▶ _DOCUMENT_

════

0

i knew One worker thread is used per core from link: Google Cloud Dataflow Worker Threading

Say we have one worker with 4 CPU cores and machine type is n1-standard-4.

if there is 4 worer thread processing message from my topic, we noticed the cpu usage is very little.

is there a way to improve worker thread number by coding or pipeline's design?

for example, using group by and windows, is it helpful?

thank you.

馬登成
  • 21
  • 1
  • 4
  • Is one worker keeping up with the data on the topic? – Kenn Knowles Sep 05 '19 at 04:32
  • yes. we set numberworkers = 1 at deploying our dataflow job. – 馬登成 Sep 05 '19 at 06:15
  • Could you explain what you are doing inside the pipeline? For what I read you are reading from a topic (I assume PubSub) with has 50M messages (is this per day? in total? ... ). If the bottleneck is while reading, GBK or windows won't make a difference. – Iñigo Sep 06 '19 at 14:52
  • I am confused - was there a large backlog or not? – Kenn Knowles Sep 06 '19 at 20:44
  • I put 500 millions message total into the pubsub. one message's size is 20K. inside the pipeline, search data from datastore by primary key and update that by the primary key to one message. the boottleneck is not reading. i changed db from datastore to memorystore , it changed nothing. i saw the processing threads number only 4 for my data. the worker log level was WARN. there wasn`t a large backlog. – 馬登成 Sep 06 '19 at 22:10

1 Answers1

0

Since the single worker is keeping up with the topic, it seems that there is no more work to give to the worker to use its CPU.

════

▶ _GIVEN ENTRIES_

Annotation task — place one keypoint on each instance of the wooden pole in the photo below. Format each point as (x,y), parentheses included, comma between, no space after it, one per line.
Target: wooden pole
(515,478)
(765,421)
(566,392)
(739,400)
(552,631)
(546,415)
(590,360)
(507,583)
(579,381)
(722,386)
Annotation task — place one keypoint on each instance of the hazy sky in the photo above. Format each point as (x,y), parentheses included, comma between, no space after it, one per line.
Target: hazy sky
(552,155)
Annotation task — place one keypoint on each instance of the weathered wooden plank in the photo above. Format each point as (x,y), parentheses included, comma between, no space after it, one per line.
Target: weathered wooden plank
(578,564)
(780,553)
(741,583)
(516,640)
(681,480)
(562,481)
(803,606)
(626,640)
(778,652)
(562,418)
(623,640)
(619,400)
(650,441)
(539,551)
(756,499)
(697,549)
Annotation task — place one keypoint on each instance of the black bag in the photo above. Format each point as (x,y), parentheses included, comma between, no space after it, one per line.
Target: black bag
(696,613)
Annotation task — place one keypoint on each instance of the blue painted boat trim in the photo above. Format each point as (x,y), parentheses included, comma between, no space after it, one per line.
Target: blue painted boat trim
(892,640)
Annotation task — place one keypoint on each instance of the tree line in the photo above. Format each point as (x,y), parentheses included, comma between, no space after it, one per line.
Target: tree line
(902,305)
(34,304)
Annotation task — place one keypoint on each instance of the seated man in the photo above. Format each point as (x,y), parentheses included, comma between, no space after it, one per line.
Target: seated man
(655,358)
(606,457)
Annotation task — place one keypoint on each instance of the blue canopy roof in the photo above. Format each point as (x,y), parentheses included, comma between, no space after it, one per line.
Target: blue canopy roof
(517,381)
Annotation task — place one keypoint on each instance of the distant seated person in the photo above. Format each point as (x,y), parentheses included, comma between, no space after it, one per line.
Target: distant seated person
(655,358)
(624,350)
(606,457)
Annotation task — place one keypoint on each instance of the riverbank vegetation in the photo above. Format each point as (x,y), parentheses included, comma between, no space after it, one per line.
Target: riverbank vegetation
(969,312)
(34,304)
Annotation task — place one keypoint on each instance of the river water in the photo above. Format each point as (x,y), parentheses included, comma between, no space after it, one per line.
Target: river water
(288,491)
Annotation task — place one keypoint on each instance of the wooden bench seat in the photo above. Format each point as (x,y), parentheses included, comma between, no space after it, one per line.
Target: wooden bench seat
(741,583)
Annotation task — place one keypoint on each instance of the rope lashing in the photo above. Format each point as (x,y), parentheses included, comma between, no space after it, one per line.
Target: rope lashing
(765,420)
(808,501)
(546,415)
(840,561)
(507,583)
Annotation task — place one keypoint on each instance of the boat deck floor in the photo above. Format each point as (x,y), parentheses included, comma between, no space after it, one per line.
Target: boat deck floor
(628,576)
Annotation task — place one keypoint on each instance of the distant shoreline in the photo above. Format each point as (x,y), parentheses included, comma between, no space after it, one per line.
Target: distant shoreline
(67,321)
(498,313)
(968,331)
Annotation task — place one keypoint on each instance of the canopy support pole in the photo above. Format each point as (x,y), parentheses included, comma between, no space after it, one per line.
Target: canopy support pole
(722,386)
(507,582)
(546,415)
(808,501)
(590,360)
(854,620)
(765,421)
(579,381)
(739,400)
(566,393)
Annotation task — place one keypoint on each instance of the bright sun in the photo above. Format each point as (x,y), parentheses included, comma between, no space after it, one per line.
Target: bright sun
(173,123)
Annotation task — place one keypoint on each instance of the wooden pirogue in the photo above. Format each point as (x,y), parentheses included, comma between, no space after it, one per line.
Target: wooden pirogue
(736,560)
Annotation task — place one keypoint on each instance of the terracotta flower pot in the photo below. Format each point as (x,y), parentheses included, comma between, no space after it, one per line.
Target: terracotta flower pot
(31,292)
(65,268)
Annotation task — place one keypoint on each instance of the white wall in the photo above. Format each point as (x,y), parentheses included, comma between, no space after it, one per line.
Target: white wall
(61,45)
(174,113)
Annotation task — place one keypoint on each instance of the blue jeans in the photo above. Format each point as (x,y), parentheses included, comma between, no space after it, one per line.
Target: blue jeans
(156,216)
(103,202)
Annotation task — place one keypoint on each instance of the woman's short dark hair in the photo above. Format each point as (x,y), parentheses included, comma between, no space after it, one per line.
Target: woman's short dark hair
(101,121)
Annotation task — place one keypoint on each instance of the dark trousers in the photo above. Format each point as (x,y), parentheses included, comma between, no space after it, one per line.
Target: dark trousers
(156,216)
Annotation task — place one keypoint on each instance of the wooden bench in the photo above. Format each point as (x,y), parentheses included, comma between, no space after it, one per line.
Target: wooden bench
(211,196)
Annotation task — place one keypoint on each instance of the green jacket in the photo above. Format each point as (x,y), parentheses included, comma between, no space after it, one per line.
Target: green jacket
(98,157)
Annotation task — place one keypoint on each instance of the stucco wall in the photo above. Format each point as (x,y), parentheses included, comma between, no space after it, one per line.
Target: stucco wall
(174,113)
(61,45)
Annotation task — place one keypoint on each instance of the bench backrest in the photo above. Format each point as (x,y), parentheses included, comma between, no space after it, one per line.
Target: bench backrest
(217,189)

════

In the Dataflow thread, what did the asker switch to from Datastore? The listing has no connection to the Dataflow thread.

▶ _EXERCISE SOLUTION_
Memorystore.